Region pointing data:
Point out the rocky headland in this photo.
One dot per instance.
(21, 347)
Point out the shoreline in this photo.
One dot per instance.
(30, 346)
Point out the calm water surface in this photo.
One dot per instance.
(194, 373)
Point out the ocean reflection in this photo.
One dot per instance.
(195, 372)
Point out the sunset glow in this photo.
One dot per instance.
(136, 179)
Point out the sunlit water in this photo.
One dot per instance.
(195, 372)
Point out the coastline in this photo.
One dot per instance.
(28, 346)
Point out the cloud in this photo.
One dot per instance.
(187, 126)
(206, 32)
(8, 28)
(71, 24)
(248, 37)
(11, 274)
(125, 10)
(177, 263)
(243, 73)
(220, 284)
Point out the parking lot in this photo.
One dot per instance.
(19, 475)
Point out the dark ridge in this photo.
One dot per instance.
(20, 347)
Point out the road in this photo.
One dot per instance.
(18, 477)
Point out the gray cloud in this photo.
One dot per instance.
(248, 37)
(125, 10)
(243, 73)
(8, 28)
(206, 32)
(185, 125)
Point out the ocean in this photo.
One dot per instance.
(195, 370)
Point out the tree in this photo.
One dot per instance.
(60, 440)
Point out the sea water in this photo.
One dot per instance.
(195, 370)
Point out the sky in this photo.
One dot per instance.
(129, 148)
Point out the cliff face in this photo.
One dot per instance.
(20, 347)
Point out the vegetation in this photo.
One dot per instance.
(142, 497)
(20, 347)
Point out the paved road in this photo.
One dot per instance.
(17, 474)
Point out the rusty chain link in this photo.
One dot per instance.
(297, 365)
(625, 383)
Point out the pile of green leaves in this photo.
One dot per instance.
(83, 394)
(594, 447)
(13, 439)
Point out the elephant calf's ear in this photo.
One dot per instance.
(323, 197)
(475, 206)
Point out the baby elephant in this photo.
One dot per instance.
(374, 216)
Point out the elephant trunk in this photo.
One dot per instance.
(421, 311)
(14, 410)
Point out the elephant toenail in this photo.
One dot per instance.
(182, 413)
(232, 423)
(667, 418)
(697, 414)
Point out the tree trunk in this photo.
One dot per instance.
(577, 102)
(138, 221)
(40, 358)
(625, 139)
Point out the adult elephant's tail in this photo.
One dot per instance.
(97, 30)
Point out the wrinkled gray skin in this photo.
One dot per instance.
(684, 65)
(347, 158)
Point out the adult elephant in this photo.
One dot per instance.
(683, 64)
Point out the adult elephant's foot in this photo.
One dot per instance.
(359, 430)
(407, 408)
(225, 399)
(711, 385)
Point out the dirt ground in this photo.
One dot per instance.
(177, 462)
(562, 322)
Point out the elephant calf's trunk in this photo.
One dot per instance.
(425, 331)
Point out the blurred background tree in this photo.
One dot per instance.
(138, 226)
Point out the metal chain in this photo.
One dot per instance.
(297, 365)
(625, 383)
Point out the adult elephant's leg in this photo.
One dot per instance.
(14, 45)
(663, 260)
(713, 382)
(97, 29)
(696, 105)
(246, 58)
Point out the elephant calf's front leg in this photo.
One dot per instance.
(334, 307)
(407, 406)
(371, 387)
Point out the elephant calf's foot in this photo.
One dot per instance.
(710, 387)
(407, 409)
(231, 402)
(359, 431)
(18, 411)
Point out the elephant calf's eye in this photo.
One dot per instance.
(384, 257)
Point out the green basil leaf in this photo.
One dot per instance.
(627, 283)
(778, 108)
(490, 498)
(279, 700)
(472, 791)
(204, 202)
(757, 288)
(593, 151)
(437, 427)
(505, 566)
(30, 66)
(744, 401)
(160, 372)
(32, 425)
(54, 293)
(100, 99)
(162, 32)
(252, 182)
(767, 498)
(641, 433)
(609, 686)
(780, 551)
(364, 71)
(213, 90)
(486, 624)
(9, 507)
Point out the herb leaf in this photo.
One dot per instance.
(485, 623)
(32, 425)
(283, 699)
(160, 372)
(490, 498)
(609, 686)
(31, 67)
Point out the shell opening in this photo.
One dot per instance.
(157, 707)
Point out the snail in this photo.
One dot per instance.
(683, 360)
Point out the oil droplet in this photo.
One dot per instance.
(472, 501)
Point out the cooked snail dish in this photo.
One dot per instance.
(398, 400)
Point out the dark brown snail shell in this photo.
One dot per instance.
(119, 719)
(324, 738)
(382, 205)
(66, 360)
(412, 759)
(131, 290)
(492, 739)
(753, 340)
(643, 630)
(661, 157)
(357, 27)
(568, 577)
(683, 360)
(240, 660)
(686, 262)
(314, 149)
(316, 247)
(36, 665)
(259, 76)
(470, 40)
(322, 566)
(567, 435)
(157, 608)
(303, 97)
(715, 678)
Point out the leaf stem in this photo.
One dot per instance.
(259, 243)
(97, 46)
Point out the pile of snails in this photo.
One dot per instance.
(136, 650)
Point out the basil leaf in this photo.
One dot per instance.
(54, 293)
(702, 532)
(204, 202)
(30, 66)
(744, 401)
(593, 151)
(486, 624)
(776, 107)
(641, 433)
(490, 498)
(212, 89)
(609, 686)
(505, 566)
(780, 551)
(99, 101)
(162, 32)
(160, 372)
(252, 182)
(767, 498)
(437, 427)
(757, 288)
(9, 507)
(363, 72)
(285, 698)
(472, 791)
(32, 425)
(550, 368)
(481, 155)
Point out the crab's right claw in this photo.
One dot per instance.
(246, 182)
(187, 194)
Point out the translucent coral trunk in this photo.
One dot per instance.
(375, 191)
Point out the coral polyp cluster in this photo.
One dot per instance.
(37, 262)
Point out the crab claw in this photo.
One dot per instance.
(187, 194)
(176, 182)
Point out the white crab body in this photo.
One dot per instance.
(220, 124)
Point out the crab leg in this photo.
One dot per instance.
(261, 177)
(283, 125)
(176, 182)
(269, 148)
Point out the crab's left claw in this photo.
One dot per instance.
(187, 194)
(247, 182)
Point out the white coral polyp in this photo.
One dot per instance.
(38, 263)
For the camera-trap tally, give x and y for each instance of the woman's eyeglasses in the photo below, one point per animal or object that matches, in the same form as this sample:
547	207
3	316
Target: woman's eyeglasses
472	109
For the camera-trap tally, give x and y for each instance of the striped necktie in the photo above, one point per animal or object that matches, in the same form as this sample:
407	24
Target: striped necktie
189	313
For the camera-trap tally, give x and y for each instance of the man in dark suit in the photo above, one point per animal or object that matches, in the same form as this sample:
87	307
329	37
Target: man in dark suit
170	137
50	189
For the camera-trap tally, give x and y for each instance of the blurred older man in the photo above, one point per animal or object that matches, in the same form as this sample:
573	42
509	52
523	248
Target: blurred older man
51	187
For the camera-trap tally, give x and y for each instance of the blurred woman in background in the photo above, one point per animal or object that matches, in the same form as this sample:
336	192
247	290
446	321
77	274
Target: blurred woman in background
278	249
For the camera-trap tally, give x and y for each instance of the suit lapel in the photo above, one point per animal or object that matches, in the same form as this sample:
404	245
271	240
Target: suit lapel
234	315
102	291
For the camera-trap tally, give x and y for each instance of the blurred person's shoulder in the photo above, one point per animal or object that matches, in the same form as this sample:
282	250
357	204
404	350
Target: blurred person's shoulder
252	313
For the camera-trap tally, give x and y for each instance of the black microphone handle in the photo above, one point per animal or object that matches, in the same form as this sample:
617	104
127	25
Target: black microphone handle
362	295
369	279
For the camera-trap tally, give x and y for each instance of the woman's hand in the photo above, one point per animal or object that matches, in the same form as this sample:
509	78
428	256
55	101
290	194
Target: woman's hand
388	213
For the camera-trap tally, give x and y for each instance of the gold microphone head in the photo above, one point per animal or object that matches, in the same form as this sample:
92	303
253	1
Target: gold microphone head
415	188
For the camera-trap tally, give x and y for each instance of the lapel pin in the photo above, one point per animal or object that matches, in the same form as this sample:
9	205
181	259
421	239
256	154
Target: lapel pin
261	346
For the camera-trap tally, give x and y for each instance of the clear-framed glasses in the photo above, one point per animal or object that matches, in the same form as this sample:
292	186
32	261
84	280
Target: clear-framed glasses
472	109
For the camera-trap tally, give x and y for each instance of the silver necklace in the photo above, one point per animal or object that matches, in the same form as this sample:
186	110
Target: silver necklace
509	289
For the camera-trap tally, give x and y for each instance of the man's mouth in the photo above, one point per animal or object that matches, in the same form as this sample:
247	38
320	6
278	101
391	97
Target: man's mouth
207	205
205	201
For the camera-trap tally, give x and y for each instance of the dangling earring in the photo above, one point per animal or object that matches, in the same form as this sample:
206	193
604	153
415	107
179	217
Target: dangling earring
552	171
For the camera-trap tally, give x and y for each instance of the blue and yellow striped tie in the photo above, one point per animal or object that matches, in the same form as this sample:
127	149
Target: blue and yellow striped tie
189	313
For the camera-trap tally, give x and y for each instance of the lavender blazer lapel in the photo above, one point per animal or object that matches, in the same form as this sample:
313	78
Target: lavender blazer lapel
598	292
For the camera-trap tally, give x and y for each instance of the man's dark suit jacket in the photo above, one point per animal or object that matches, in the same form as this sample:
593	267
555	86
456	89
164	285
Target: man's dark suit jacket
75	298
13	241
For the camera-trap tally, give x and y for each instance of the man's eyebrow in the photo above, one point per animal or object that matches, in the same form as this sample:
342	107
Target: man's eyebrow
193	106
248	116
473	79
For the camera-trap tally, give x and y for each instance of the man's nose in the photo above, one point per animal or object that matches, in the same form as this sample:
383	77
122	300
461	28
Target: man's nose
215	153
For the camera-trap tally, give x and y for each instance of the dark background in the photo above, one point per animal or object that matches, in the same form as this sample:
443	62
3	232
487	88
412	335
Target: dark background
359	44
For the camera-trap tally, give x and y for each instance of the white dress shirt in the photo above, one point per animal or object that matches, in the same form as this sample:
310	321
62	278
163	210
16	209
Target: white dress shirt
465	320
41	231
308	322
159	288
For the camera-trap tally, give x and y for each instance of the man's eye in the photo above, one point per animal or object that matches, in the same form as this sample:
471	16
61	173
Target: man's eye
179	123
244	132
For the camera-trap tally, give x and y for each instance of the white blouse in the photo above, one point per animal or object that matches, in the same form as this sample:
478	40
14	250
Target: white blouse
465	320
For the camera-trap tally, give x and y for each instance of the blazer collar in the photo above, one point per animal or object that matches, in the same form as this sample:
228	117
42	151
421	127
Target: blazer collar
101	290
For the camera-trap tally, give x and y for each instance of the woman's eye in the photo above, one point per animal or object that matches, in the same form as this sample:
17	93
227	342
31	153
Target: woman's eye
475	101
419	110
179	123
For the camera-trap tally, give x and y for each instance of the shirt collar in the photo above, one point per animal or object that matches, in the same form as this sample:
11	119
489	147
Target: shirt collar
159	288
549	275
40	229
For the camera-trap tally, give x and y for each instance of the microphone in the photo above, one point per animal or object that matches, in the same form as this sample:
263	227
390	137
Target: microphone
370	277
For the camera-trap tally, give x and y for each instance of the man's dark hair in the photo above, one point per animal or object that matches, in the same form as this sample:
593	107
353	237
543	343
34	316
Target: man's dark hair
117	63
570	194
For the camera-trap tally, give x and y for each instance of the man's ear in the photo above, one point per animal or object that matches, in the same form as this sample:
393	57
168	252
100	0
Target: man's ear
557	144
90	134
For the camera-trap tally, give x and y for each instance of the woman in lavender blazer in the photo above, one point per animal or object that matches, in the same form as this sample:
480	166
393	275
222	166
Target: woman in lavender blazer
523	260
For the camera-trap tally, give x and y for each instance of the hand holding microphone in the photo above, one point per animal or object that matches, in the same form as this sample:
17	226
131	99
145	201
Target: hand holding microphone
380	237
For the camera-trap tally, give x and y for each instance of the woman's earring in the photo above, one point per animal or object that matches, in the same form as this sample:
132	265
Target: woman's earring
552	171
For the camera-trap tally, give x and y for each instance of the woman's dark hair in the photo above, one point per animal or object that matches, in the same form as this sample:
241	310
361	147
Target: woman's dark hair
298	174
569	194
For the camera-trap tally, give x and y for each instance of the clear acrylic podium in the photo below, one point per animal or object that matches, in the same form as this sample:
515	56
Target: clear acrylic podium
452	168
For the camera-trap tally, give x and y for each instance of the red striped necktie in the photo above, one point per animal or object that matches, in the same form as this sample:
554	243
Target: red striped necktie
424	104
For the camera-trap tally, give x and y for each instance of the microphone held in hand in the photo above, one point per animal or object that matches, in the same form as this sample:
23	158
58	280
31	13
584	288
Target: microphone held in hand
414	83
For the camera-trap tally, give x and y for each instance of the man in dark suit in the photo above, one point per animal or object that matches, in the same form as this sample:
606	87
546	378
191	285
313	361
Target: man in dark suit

**Aim of the task**
Copy all lines of the records in which the string "water" can be found.

**Written answer**
Point out the calm water surface in this photo.
Point out the sunlit water in this photo.
Point out the sea water in this photo.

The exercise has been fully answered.